## [Instructions to follow]
Copy out word for word the rows from the very start through the line that contains "[[[165,187],[165,175],[164,175],[159,178],[159,190]]]", including both ends.

--- START Material provided ---

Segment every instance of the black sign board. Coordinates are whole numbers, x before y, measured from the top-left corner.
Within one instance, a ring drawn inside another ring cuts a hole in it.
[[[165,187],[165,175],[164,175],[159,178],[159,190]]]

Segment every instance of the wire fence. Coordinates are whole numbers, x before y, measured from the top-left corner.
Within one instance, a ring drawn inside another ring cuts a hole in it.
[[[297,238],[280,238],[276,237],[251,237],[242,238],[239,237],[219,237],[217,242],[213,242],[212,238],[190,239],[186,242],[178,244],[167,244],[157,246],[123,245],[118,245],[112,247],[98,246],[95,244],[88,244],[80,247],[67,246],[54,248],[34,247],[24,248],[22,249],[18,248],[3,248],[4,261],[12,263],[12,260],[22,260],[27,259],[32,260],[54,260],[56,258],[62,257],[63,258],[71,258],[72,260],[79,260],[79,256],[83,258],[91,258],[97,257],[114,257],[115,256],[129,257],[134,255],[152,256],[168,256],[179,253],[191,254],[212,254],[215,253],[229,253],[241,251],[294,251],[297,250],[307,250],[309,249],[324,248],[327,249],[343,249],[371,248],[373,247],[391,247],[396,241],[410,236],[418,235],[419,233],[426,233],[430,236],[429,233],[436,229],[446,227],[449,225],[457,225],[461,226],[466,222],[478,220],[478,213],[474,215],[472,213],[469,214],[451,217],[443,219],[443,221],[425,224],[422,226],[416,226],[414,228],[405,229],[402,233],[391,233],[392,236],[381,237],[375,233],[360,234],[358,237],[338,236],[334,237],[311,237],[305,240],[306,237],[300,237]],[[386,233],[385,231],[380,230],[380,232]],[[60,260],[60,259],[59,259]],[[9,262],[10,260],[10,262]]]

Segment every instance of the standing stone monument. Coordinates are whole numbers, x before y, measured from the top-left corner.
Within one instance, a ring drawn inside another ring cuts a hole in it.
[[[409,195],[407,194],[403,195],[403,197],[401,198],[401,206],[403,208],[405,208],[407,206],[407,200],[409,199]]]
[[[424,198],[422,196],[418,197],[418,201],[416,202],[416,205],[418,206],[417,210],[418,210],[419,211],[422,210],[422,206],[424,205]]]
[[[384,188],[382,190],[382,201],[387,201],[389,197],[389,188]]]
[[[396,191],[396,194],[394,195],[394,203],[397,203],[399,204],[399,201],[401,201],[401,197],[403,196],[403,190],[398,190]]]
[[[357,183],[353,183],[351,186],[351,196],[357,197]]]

--- END Material provided ---

## [Result]
Segment every instance of the black sign board. Coordinates are whole numbers, x before y, measured from the top-left corner.
Within one instance, a ring drawn inside another ring cuts a hole in it.
[[[165,187],[165,175],[164,175],[159,178],[159,190]]]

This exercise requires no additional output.